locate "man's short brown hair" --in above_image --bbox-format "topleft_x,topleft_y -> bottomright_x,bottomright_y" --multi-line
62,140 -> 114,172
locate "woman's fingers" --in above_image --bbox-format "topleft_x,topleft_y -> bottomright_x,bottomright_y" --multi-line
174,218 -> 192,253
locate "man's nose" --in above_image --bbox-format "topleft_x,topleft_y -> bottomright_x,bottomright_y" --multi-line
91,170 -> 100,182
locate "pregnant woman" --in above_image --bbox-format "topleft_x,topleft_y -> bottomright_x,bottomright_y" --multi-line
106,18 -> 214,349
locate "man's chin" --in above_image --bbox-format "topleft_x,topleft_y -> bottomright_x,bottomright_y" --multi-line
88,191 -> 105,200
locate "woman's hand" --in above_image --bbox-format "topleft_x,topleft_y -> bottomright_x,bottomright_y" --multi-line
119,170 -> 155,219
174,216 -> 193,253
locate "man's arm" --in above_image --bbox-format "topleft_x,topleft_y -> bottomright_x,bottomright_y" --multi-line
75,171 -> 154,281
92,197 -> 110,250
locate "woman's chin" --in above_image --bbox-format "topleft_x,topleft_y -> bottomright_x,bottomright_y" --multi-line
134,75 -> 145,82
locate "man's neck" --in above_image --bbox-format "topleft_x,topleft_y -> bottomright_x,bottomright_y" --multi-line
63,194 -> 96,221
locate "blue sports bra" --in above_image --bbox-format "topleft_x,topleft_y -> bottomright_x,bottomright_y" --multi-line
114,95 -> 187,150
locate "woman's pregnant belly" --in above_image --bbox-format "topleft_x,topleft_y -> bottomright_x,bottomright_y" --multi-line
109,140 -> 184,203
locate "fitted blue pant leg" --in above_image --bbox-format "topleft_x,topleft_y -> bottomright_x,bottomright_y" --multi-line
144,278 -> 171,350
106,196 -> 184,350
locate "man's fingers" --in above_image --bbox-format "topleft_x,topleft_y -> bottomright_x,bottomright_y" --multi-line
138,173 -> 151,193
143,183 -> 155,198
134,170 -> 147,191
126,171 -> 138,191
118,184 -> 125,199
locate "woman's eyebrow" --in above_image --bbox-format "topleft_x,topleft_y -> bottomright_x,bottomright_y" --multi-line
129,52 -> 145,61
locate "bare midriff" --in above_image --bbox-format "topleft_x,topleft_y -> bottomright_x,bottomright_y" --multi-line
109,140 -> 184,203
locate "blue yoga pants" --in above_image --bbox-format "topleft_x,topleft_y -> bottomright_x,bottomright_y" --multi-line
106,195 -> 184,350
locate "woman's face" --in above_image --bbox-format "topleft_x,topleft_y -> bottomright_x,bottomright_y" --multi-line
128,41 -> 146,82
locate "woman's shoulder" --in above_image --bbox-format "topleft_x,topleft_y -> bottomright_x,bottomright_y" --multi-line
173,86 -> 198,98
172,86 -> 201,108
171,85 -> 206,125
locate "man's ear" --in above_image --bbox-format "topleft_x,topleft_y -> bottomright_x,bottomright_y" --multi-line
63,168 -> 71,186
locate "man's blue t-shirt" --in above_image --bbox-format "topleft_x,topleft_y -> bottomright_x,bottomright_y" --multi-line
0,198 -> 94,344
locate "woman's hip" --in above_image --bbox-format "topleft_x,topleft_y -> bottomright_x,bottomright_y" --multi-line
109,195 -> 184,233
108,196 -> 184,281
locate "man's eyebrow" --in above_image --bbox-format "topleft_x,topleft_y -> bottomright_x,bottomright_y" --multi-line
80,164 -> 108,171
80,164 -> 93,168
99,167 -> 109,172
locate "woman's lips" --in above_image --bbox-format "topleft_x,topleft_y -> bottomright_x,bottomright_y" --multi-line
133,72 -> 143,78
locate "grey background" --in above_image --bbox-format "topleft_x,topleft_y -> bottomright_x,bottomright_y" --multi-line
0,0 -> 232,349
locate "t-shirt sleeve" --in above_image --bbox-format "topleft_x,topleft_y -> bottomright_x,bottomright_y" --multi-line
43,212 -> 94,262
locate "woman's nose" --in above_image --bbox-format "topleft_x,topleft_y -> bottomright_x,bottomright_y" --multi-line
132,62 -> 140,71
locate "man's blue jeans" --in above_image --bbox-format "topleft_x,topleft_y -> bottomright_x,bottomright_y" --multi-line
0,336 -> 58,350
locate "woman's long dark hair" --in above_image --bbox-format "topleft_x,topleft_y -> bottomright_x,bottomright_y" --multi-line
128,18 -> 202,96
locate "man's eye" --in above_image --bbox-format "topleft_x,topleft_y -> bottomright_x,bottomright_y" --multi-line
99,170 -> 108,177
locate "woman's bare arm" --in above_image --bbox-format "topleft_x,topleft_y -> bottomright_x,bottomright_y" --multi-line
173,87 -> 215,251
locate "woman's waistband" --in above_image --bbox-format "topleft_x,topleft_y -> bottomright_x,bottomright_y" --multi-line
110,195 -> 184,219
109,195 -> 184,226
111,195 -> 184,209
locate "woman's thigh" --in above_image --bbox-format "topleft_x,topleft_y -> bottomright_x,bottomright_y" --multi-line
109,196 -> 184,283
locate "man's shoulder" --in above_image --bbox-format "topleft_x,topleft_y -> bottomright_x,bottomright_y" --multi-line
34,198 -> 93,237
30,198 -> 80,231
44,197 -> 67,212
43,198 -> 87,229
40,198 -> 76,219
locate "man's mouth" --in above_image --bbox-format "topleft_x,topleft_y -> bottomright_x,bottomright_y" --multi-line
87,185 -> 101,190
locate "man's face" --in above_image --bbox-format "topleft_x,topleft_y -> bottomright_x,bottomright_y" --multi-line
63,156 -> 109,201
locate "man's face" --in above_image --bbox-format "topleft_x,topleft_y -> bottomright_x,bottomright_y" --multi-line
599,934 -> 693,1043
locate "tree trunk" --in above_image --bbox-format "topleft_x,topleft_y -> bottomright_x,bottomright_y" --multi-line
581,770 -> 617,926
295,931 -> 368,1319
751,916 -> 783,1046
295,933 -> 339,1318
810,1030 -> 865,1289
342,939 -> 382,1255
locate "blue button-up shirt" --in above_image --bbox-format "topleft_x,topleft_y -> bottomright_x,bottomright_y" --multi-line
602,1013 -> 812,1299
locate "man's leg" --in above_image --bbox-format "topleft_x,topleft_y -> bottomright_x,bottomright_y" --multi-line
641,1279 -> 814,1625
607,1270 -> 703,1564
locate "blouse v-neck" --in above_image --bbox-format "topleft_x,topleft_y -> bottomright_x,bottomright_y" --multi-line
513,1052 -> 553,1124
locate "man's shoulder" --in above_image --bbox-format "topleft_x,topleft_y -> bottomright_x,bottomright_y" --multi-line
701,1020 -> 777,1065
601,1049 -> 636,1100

TASK OBJECTIVE:
All lines from the records above should be copied exactly.

ANSWER FOR THE TASK:
locate "man's short brown hair" --in above_image --bbox-format "topleft_x,topleft_y -> bottomright_x,bottomright_y" --multi-line
62,140 -> 114,172
locate "woman's fingers" --in above_image --bbox-format "topleft_x,topleft_y -> bottomright_x,bottomright_y" --multi-line
174,218 -> 192,253
locate "man's nose" --in above_image --bbox-format "topleft_x,topleft_y -> bottomright_x,bottomright_y" --multi-line
91,170 -> 100,182
locate "pregnant woman" --in above_image --bbox-format "topleft_x,topleft_y -> bottomright_x,bottomright_y" --multi-line
106,18 -> 214,349
locate "man's chin" --in above_image --bbox-format "topleft_x,topleft_y -> bottomright_x,bottomright_y" --multi-line
88,191 -> 105,200
locate "woman's hand" --in above_image --bbox-format "topleft_x,topleft_y -> bottomright_x,bottomright_y" --multi-line
119,170 -> 155,219
174,216 -> 193,253
locate "man's arm" --in above_image --bbox-format "topleft_x,topleft_y -> bottomright_x,bottomright_y" --multi-line
75,171 -> 154,281
92,197 -> 110,250
locate "woman's chin" --in above_image --bbox-format "topleft_x,topleft_y -> bottomright_x,bottomright_y" --multi-line
134,75 -> 145,82
locate "man's neck" --in above_image --bbox-format "topleft_x,topleft_y -> bottomright_x,bottomright_y" --multi-line
63,194 -> 96,221
locate "blue sports bra" --in above_image --bbox-format "topleft_x,topleft_y -> bottomright_x,bottomright_y" --multi-line
114,95 -> 187,150
locate "woman's pregnant belly" --in above_image --bbox-format "topleft_x,topleft_y -> bottomright_x,bottomright_y" --multi-line
109,140 -> 184,203
locate "fitted blue pant leg" --in above_image --bbox-format "topleft_x,topleft_y -> bottomright_x,bottomright_y" --multi-line
144,278 -> 171,350
106,196 -> 184,350
locate "man's fingers" --in above_image --bbox-format "topleft_x,topleft_y -> bottomright_x,bottomright_y" --multi-line
138,173 -> 151,193
143,183 -> 155,198
134,170 -> 147,191
126,171 -> 138,191
118,184 -> 125,199
locate "woman's eyebrow" --in above_image --bbox-format "topleft_x,topleft_y -> bottomright_x,bottomright_y" --multi-line
129,52 -> 145,61
locate "bare midriff" --in above_image --bbox-format "topleft_x,topleft_y -> bottomright_x,bottomright_y" --multi-line
109,140 -> 184,203
locate "blue yoga pants" --in above_image --bbox-format "topleft_x,topleft_y -> bottomright_x,bottomright_y" --multi-line
106,195 -> 184,350
locate "woman's face" --in above_image --bbox-format "topleft_x,topleft_y -> bottomright_x,bottomright_y" --multi-line
128,41 -> 146,82
locate "woman's shoulder" --in above_image --bbox-format "topleft_x,topleft_y -> bottomright_x,bottomright_y" --multi-line
173,86 -> 198,98
172,86 -> 201,108
171,85 -> 206,125
locate "man's ear" --in above_image --bbox-format "topleft_x,topleft_y -> bottomright_x,bottomright_y" --multi-line
63,168 -> 71,186
locate "man's blue t-shirt" --in above_image --bbox-format "topleft_x,topleft_y -> bottomright_x,bottomright_y" --multi-line
0,198 -> 94,344
locate "woman's hip" --in above_image --bbox-format "topleft_x,topleft_y -> bottomright_x,bottomright_y" --multi-line
109,195 -> 184,233
108,196 -> 184,281
locate "man's eyebrow" --in above_image --bbox-format "topleft_x,topleft_y -> bottomright_x,bottomright_y" --multi-line
80,164 -> 108,171
80,164 -> 93,168
99,167 -> 109,172
locate "woman's lips" --in above_image --bbox-format "topleft_x,topleft_y -> bottomright_x,bottomright_y" --multi-line
133,72 -> 143,78
locate "grey background" --in above_image --bbox-format "topleft_x,topleft_y -> bottomright_x,bottomright_y" --multi-line
0,0 -> 232,349
locate "t-shirt sleeve" --in above_image --bbox-format "topleft_x,topleft_y -> bottomright_x,bottomright_y" --multi-line
43,212 -> 94,262
locate "woman's nose" --in above_image --bbox-format "topleft_x,topleft_y -> bottomright_x,bottomright_y" --multi-line
132,62 -> 140,71
locate "man's blue jeans" --in above_image --bbox-format "topleft_x,topleft_y -> bottomright_x,bottomright_y" --multi-line
0,336 -> 58,350
locate "woman's long dark hair" --in above_image --bbox-format "topleft_x,topleft_y -> bottomright_x,bottomright_y" --multi-line
128,18 -> 202,96
locate "man's eye" --in above_image --bbox-format "topleft_x,topleft_y -> bottomright_x,bottomright_y" --multi-line
99,170 -> 108,177
locate "woman's bare arm" --in above_image --bbox-format "topleft_x,topleft_y -> bottomright_x,bottomright_y" --multi-line
173,87 -> 215,251
locate "woman's waistband" --in above_image --bbox-format "topleft_x,topleft_y -> bottomright_x,bottomright_y" --multi-line
110,195 -> 184,219
109,195 -> 184,226
111,195 -> 184,209
locate "woman's thigh" --in above_image --bbox-format "topleft_x,topleft_y -> bottomright_x,bottomright_y" --multi-line
109,196 -> 184,283
locate "man's shoulder" --in above_image --bbox-format "topleft_x,topleft_y -> bottomright_x,bottomright_y" --multi-line
34,198 -> 93,237
30,198 -> 80,231
44,197 -> 67,212
43,198 -> 87,229
40,198 -> 76,219
locate "man's mouth" --in above_image --bbox-format "topleft_x,topleft_y -> bottomright_x,bottomright_y" --multi-line
87,185 -> 101,190
locate "man's face" --in above_image --bbox-format "topleft_x,topleft_y -> bottomright_x,bottomright_y" --multi-line
63,156 -> 109,201
locate "man's face" --in above_image --bbox-format "topleft_x,topleft_y -> bottomright_x,bottomright_y" --multi-line
599,934 -> 693,1043
locate "tree trunk" --in above_image --bbox-format "topleft_x,topleft_y -> bottomright_x,bottomright_y" --multi-line
581,770 -> 617,926
295,931 -> 368,1319
751,916 -> 783,1046
295,933 -> 339,1318
810,1030 -> 865,1289
342,939 -> 382,1255
locate "blue button-up shirt" --in above_image --bbox-format "topleft_x,topleft_y -> bottomright_x,bottomright_y" --multi-line
602,1013 -> 812,1299
locate "man's leg" --in above_image --bbox-format "topleft_x,topleft_y -> bottomright_x,bottomright_y" --multi-line
641,1279 -> 814,1625
607,1270 -> 703,1564
locate "blouse v-neck" --in above_image --bbox-format "topleft_x,topleft_y -> bottomright_x,bottomright_y" --multi-line
513,1052 -> 553,1124
locate "man's shoulder" --in above_image --bbox-format "topleft_x,topleft_y -> bottomright_x,bottomright_y" --multi-line
701,1020 -> 777,1065
601,1049 -> 636,1100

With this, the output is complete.